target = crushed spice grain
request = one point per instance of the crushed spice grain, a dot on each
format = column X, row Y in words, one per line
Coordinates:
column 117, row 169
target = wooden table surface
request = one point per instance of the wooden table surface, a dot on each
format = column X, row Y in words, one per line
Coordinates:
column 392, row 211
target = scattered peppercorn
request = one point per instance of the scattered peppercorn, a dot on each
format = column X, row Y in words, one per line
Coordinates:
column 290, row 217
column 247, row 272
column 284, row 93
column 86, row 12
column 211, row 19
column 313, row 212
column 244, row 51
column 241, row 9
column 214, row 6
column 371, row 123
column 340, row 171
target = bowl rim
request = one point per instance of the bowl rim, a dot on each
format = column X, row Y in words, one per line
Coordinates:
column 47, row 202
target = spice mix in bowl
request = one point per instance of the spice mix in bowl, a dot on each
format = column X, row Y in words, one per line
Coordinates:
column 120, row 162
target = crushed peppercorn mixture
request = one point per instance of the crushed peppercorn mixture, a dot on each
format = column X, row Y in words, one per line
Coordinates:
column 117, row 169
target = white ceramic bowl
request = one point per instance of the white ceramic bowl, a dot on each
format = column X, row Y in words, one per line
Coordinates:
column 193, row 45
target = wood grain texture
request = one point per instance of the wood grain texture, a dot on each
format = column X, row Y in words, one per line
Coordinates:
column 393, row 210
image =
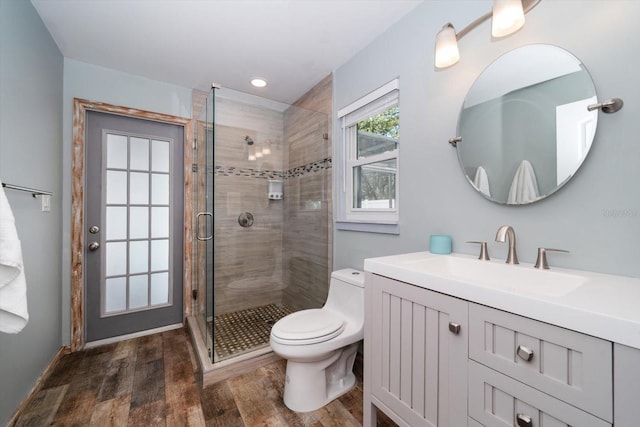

★ ★ ★ ★ ★ ★ ★

• _WORK INSTRUCTIONS_
Extract every line of the data above verbatim, leaving out the picture.

• _FINAL RESULT_
target = crushed spice grain
request = one point per instance of the crushed spice grain, a dot on each
format = column X, row Y in words, one per line
Coordinates:
column 117, row 169
target = wooden table surface
request = one point per instance of the wooden table surface, a dot on each
format = column X, row Y in words, one per line
Coordinates:
column 392, row 211
target = scattered peppercorn
request = one point per instance of the scattered peppercorn, a dot on each
format = column X, row Y in words, one per line
Coordinates:
column 290, row 217
column 247, row 272
column 284, row 93
column 86, row 12
column 211, row 19
column 313, row 212
column 244, row 51
column 241, row 9
column 214, row 6
column 371, row 123
column 340, row 171
target = bowl rim
request = one point per instance of the bowl rim, a dot on each
format = column X, row Y in words, one per line
Coordinates:
column 47, row 202
target = spice mix in bowl
request = one point per instance of the spice mix in bowl, a dot on each
format = column X, row Y in words, one per line
Coordinates:
column 120, row 162
target = crushed peppercorn mixture
request = one point per instance of the crushed peppercorn mixture, a dot on each
format = column X, row Y in words, one per line
Coordinates:
column 117, row 169
target = white ceramic bowl
request = one point per instance of the white ceramic bowl, a dot on each
format = column X, row Y in words, one per line
Coordinates:
column 193, row 45
target = wood grain texture
request = one point per instance of the wood grain texture, a dot on each
format = column X, row Y in words, one per line
Coordinates:
column 393, row 210
image =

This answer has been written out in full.